• **Description of the task**: Lay out the lines from the one containing "the man's eyeglasses" through the one containing "[[533, 366]]", both included, as a Markdown table with the columns Row and Line. Number the rows, list only those lines, and skip any blank ones.

══ Material provided ══

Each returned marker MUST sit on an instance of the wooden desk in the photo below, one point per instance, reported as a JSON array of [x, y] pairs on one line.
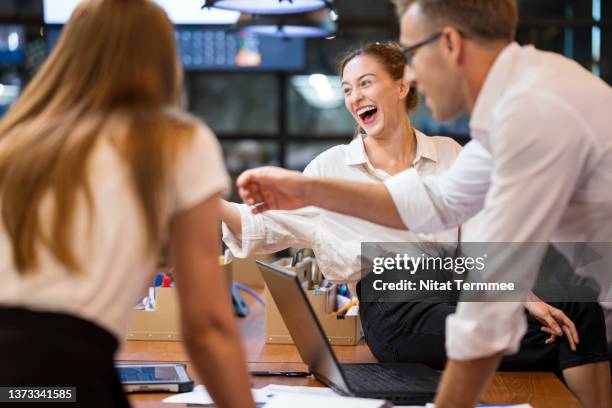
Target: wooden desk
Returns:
[[541, 390]]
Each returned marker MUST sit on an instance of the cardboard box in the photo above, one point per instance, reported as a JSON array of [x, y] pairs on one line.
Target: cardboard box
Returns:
[[344, 331], [245, 270], [163, 322]]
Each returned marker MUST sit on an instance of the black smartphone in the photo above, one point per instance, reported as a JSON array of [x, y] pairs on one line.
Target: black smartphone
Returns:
[[154, 377]]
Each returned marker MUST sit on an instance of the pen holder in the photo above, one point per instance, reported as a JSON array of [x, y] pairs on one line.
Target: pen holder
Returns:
[[162, 323]]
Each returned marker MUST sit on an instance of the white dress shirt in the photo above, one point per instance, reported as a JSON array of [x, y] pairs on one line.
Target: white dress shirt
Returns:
[[336, 238], [540, 165]]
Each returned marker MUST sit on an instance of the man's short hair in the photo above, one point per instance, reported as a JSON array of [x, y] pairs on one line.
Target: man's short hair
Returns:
[[485, 20]]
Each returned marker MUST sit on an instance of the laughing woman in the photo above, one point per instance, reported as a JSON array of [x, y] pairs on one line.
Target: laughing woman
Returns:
[[378, 98]]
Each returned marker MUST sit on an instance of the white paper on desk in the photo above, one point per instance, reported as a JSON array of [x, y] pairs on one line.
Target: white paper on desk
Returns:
[[291, 389], [480, 405], [200, 396], [295, 400]]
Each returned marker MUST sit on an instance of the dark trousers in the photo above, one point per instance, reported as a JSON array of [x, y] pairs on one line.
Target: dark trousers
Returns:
[[53, 349], [415, 332]]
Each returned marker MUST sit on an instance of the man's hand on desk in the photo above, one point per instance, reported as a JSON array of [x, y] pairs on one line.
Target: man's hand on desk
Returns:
[[554, 321], [273, 188]]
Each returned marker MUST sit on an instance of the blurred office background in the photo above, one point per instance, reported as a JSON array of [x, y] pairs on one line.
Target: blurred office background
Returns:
[[278, 101]]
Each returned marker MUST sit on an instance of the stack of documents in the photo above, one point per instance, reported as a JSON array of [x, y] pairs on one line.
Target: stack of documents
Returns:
[[283, 396]]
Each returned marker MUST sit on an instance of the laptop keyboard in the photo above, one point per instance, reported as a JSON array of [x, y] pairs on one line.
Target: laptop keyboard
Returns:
[[378, 378]]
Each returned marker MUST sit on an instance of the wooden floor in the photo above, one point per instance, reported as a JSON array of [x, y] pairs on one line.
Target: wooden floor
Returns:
[[541, 390]]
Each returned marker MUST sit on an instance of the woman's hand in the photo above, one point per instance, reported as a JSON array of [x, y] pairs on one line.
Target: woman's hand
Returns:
[[554, 321]]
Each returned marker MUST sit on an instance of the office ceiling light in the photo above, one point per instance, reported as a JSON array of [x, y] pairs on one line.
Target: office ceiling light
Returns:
[[269, 6], [319, 91], [303, 25]]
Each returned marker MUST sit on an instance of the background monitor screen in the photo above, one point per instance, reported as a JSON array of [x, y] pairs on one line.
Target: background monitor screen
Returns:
[[179, 11], [203, 39]]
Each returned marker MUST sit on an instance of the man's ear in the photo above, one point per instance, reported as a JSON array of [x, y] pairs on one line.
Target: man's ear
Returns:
[[453, 43], [404, 88]]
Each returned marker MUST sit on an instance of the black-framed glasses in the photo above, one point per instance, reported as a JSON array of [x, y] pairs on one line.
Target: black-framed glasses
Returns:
[[408, 52]]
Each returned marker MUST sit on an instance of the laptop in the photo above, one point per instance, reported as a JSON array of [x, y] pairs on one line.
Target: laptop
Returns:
[[400, 383]]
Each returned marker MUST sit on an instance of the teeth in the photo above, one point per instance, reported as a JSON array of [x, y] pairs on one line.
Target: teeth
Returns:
[[365, 109]]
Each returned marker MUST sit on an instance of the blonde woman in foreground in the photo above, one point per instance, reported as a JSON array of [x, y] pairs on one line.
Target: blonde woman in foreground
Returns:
[[98, 166]]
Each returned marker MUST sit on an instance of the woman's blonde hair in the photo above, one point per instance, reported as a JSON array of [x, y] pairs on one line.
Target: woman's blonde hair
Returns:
[[113, 75]]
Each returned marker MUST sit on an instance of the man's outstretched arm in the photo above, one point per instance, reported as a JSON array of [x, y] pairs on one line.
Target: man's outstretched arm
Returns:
[[273, 188]]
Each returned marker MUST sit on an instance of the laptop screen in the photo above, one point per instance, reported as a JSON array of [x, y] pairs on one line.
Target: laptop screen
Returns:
[[305, 329]]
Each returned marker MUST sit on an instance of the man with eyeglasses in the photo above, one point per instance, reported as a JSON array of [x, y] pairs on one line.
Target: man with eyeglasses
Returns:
[[539, 167]]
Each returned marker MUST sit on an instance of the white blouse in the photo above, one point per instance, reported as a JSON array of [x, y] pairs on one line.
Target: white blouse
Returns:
[[109, 246], [336, 238]]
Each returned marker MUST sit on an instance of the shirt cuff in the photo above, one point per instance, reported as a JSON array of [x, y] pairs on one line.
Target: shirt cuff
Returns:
[[253, 233], [413, 202], [480, 329]]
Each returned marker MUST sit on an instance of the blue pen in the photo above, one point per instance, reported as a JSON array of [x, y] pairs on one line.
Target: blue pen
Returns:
[[159, 279]]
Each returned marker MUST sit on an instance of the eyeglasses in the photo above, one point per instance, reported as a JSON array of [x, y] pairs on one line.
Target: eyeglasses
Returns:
[[408, 52]]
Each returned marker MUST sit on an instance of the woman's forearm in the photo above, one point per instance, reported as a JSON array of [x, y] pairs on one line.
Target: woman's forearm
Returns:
[[218, 355], [230, 215]]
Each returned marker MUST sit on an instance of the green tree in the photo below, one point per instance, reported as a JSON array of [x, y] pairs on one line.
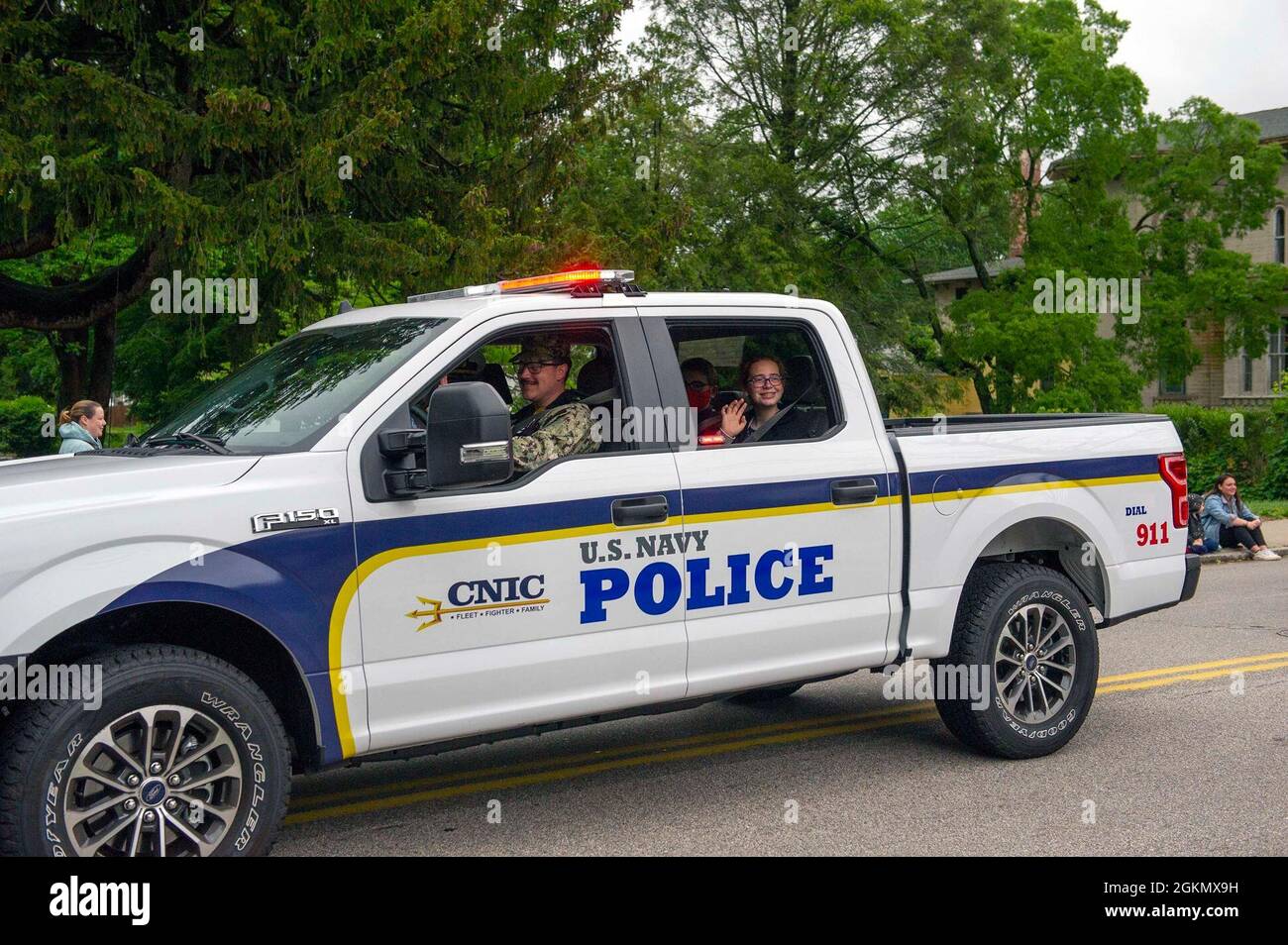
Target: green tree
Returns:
[[321, 147]]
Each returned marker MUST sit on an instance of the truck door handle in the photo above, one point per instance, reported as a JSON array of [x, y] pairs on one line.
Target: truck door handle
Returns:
[[639, 510], [854, 490]]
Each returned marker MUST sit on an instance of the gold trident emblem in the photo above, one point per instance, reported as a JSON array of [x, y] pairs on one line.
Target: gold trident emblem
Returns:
[[434, 613], [436, 610]]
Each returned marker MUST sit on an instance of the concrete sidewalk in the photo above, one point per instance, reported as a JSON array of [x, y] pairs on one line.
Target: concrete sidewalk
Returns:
[[1276, 538]]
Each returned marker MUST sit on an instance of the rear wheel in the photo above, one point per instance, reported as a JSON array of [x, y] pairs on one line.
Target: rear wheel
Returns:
[[1028, 634], [184, 756], [759, 696]]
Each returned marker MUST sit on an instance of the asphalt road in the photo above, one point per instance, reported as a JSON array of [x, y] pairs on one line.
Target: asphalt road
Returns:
[[1185, 752]]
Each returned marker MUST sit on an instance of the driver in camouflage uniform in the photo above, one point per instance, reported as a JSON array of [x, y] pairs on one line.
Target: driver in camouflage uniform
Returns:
[[554, 422]]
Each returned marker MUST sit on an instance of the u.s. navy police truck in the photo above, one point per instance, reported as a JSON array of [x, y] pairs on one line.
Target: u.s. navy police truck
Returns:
[[334, 555]]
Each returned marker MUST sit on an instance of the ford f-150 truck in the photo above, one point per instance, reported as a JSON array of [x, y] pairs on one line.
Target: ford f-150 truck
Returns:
[[334, 555]]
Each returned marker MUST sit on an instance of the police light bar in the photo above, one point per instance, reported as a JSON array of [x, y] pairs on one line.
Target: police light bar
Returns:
[[549, 282]]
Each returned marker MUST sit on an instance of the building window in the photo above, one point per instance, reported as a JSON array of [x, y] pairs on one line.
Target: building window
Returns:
[[1278, 353], [1171, 383]]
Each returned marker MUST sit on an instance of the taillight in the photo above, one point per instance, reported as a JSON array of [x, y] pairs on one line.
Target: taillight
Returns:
[[1171, 467]]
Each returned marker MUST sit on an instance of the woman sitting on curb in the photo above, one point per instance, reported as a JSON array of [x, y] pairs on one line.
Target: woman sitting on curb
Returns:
[[81, 428], [1228, 523]]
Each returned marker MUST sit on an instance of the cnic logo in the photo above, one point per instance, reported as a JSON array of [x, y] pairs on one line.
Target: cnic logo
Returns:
[[476, 597]]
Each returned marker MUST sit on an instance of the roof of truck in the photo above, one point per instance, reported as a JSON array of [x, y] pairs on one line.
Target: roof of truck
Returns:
[[484, 306]]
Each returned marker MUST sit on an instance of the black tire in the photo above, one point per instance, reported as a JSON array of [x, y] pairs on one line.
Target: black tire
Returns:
[[759, 696], [204, 720], [992, 601]]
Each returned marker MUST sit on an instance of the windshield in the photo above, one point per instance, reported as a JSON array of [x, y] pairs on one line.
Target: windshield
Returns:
[[288, 396]]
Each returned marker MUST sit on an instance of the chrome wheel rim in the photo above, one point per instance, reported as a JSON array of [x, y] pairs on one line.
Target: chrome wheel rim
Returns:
[[163, 781], [1034, 664]]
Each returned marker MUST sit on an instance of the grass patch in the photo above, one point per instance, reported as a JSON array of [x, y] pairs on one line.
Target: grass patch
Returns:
[[1269, 507]]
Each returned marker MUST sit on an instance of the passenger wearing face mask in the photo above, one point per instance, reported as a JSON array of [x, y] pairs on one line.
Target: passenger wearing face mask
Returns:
[[700, 385]]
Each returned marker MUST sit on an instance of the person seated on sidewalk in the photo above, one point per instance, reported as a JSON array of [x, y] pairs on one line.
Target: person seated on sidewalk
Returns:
[[1197, 545], [1228, 523]]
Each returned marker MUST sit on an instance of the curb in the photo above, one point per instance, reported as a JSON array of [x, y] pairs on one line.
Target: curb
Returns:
[[1229, 557]]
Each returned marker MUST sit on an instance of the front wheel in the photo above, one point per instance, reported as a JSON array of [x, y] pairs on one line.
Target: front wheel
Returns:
[[1026, 634], [184, 756]]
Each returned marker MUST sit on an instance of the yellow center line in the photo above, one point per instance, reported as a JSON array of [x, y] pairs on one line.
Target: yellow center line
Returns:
[[321, 807], [1192, 678], [1211, 665]]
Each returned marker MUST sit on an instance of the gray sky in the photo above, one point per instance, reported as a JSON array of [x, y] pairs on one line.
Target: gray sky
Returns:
[[1232, 52]]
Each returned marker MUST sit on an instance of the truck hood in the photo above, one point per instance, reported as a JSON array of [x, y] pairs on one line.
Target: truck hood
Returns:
[[85, 483]]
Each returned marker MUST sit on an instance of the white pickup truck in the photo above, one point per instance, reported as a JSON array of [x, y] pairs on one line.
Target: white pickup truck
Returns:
[[334, 557]]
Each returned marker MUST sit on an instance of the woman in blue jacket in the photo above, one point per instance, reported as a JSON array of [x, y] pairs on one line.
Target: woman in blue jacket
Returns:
[[81, 428], [1228, 523]]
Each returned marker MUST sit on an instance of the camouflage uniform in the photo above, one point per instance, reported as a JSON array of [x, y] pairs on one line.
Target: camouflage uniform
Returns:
[[561, 429]]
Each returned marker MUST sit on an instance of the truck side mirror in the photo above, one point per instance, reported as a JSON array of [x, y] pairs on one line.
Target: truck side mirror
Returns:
[[467, 437], [465, 443]]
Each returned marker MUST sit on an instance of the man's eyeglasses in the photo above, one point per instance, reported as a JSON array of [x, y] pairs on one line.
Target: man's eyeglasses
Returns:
[[533, 366]]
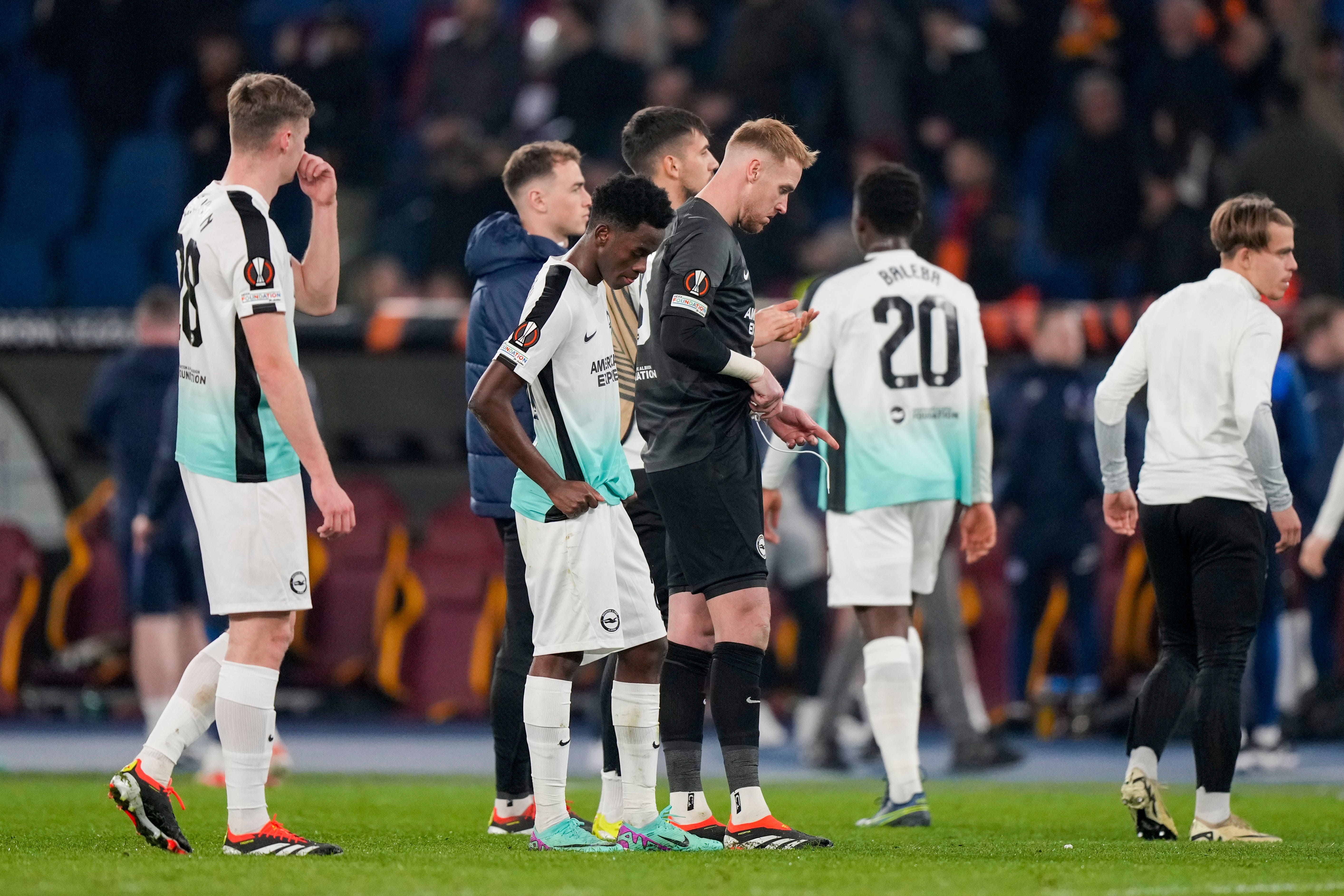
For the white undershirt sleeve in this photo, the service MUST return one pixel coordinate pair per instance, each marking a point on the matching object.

═══

• **Correct answer**:
| Row | Line |
|---|---|
| 1 | Each returned marker MUST sit on an instance of the man's eyeglasses in the photo above, one point per instance, reported as a JSON array of [x, y] pairs on one line. |
| 2 | Target: man's eyeglasses |
| 3 | Returns: |
| 4 | [[533, 366]] |